WRITTEN PROBLEM | Count the lines in the listing below that contain the word "each", and reply with the number alone.

DATASET EXTRACT |
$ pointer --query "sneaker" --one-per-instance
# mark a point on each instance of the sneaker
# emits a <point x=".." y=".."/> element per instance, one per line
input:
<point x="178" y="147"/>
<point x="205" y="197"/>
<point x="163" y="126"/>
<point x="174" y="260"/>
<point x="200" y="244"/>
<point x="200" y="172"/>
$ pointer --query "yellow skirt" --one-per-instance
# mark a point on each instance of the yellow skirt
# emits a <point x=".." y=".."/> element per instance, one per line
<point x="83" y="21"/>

--

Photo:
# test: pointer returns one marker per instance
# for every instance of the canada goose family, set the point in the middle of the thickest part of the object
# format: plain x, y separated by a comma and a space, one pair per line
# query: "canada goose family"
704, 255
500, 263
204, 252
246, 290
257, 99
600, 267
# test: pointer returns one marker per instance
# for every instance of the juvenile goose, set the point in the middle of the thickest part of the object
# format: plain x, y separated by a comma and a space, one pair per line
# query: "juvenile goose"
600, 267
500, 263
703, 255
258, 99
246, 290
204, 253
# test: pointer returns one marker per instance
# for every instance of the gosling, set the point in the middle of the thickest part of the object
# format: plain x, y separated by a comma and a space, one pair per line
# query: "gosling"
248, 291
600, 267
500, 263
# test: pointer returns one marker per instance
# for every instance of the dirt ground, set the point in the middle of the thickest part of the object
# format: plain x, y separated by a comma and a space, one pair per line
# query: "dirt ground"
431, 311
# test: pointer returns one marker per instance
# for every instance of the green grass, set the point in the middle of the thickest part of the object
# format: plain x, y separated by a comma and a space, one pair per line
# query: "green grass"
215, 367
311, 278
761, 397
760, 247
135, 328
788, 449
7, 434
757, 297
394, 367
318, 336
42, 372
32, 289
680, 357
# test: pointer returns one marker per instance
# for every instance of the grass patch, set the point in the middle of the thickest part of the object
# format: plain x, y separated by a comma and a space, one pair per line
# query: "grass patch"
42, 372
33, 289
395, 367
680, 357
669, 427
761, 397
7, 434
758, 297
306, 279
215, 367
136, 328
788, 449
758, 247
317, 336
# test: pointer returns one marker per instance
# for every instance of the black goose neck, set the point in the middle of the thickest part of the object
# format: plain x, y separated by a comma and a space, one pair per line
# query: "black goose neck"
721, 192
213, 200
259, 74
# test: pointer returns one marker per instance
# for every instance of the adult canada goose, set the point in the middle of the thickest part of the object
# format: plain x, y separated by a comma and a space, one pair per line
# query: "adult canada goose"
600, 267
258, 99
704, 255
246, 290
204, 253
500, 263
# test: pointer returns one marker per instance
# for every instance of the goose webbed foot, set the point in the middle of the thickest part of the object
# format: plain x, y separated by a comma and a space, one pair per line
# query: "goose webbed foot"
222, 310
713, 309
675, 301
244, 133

WRITTEN ANSWER | 2